Prompt: Would you restate, exactly as they appear, the lines from the one containing "One pin marks each instance of the road" through the end of the data below?

⁂

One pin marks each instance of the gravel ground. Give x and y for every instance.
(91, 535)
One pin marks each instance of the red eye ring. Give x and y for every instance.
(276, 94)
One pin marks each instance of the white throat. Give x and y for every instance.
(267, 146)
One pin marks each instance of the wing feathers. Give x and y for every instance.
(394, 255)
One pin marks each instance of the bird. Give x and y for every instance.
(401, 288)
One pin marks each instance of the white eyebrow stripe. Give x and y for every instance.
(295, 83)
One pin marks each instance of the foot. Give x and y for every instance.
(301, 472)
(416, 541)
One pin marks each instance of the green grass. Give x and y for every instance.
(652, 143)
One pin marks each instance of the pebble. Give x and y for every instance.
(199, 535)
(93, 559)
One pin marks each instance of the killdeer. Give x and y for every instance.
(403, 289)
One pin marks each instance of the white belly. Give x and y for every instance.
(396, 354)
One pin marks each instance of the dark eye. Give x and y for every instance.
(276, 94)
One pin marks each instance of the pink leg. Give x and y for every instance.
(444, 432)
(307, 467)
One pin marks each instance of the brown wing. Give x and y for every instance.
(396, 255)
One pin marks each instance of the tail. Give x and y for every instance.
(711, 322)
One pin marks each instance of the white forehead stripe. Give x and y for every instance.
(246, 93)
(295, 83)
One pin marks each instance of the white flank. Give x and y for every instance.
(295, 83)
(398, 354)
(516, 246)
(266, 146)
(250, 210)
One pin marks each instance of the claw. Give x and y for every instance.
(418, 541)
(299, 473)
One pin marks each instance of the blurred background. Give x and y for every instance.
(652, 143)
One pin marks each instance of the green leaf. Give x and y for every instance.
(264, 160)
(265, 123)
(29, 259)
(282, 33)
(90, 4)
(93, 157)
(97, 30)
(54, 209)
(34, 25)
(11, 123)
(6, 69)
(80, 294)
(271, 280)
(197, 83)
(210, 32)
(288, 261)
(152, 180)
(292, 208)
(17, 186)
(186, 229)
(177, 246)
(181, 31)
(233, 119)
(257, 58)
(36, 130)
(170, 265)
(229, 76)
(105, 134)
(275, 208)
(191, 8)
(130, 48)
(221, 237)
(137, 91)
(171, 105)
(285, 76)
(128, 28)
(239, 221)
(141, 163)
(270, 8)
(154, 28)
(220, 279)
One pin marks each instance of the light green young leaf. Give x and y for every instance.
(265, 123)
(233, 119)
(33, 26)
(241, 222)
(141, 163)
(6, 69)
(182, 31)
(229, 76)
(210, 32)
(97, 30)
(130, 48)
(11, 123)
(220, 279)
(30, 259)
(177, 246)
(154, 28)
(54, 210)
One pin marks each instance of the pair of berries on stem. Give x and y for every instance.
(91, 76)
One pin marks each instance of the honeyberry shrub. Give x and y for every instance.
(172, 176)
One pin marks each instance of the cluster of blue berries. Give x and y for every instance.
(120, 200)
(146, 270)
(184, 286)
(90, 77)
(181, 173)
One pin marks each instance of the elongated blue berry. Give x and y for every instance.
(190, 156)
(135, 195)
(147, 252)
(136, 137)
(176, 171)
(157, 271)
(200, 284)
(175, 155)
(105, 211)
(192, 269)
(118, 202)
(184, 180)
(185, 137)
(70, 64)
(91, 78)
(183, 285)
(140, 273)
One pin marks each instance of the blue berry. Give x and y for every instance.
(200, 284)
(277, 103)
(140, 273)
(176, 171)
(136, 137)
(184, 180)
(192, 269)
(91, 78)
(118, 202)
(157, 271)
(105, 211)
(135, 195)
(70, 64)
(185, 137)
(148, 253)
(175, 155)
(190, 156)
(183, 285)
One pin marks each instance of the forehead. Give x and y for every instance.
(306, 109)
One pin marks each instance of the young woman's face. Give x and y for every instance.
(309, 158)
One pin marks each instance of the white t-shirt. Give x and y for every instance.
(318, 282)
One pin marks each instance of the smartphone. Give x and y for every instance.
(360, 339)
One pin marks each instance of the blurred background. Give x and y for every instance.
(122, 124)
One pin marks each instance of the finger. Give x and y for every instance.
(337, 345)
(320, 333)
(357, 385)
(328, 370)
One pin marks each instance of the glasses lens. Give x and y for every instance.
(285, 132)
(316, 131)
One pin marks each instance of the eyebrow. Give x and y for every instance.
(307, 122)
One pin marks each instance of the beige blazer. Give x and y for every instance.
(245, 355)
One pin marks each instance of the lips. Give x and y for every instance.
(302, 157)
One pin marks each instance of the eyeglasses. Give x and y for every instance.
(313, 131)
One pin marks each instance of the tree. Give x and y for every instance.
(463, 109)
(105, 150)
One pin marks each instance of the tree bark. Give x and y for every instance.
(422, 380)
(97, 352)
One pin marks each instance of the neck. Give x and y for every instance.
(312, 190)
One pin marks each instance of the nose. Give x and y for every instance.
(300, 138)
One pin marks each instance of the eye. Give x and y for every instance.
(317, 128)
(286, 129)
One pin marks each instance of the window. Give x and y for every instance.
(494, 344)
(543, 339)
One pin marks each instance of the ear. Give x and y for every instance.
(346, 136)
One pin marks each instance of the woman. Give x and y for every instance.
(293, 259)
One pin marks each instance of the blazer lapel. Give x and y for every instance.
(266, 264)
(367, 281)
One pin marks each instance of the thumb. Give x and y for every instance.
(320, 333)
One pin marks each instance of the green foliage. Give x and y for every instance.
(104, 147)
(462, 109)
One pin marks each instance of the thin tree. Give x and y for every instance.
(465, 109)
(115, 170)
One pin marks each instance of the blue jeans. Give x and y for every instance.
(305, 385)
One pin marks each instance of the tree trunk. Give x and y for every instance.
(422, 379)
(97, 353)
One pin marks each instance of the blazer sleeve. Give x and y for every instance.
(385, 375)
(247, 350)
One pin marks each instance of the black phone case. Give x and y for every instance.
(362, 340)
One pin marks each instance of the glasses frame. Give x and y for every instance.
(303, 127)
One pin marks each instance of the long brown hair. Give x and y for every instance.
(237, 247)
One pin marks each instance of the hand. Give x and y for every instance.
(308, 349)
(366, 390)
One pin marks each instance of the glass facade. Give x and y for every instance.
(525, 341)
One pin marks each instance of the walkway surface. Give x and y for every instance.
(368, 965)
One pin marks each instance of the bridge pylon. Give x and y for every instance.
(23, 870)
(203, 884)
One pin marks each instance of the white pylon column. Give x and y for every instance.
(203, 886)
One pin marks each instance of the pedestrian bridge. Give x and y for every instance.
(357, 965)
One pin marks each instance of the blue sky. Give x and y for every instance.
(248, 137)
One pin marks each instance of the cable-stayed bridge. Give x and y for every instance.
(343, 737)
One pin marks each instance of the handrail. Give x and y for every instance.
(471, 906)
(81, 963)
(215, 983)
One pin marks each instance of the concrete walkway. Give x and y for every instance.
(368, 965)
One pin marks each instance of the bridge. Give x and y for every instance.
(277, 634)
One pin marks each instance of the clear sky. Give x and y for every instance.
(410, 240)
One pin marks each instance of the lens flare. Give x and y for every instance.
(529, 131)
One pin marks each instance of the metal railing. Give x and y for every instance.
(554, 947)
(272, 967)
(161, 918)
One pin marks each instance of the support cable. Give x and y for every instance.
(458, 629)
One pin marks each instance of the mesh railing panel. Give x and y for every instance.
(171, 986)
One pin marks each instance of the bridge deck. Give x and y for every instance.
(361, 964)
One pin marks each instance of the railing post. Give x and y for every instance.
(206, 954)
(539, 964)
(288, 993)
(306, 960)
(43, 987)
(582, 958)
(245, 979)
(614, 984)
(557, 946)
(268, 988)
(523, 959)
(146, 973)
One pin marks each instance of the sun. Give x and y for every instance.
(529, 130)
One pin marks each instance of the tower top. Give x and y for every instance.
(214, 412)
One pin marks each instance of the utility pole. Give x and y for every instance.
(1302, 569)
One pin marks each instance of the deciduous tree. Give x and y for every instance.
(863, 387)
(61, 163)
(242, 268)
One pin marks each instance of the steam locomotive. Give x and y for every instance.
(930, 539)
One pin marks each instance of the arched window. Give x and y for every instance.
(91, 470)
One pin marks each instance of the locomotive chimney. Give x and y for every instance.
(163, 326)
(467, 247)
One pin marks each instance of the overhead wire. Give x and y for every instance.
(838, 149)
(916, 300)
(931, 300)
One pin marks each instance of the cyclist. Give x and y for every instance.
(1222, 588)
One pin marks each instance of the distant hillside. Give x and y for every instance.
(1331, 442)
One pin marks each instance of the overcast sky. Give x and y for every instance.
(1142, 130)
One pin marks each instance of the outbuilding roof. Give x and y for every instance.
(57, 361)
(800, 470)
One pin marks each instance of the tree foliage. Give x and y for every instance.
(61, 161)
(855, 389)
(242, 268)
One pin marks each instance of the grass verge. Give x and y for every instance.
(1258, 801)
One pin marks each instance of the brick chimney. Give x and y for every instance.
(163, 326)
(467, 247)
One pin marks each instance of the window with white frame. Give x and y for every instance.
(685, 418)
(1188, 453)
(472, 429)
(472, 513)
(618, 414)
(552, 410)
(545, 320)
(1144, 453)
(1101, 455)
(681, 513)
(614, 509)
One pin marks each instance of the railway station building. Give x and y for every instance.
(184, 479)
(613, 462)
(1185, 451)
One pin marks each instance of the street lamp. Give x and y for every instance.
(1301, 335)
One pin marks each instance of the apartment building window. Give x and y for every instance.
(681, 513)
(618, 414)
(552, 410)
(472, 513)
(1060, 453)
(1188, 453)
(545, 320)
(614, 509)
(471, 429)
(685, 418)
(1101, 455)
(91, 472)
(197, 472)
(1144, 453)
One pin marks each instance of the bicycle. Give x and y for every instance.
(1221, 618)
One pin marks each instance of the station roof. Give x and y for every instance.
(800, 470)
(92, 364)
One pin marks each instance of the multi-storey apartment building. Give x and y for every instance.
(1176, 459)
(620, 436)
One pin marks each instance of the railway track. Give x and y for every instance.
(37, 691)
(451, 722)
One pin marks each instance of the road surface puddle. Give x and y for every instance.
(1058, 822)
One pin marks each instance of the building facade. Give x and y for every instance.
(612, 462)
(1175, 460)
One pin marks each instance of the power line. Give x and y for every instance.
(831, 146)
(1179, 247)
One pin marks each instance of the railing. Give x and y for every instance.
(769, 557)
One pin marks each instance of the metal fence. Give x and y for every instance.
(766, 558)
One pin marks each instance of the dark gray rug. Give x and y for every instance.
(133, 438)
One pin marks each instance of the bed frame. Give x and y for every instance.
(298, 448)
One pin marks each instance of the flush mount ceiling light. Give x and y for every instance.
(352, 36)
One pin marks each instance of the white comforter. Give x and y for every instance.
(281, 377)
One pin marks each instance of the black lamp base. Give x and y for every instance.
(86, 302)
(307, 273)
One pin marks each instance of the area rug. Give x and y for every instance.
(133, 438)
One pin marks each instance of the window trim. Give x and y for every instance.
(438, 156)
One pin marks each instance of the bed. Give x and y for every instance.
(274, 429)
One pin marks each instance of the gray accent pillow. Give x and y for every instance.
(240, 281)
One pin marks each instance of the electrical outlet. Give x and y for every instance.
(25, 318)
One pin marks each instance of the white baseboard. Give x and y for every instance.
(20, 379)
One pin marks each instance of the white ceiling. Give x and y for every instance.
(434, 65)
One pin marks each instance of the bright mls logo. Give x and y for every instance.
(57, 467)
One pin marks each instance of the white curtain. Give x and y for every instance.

⁂

Completed exercise:
One pin marks each instance of the road surface puddle. Give x and y for every instance.
(1058, 822)
One pin marks each instance of the building facade. Give x and y for every instance.
(612, 462)
(1175, 460)
One pin marks each instance of the power line. Give x and y for every instance.
(831, 146)
(1179, 247)
One pin marks each instance of the railing. Give x and y for every instance.
(769, 557)
One pin marks each instance of the metal fence. Give x and y for every instance.
(766, 558)
One pin marks each instance of the dark gray rug. Give x and y for every instance.
(133, 438)
One pin marks each instance of the bed frame. Give x and y for every instance.
(298, 448)
One pin marks each instance of the flush mount ceiling light. Give x and y for every instance.
(352, 36)
One pin marks each instance of the white comforter. Give x and y for every instance.
(281, 377)
One pin marks each instance of the black lamp base. Give x and y for every instance.
(86, 302)
(307, 273)
One pin marks each instance of the area rug. Give x and y for every instance.
(133, 438)
One pin marks each instance of the window trim. Give x and y for every instance.
(438, 156)
One pin marks each instance of the bed. Give x and y for every instance.
(274, 429)
One pin marks each instance of the gray accent pillow. Give x and y for every instance.
(240, 281)
One pin marks each instance of the electrical outlet. Give x and y for every instance.
(25, 318)
One pin marks each instance of the white baseboard. Give x and y for every instance.
(20, 379)
One pin marks each instance of the white ceiling. Give x and y for every instance.
(434, 65)
One pin marks each instance of the bright mls logo. Give x and y for every instance.
(57, 467)
One pin marks each instance of the white curtain. Give x and y for every instance.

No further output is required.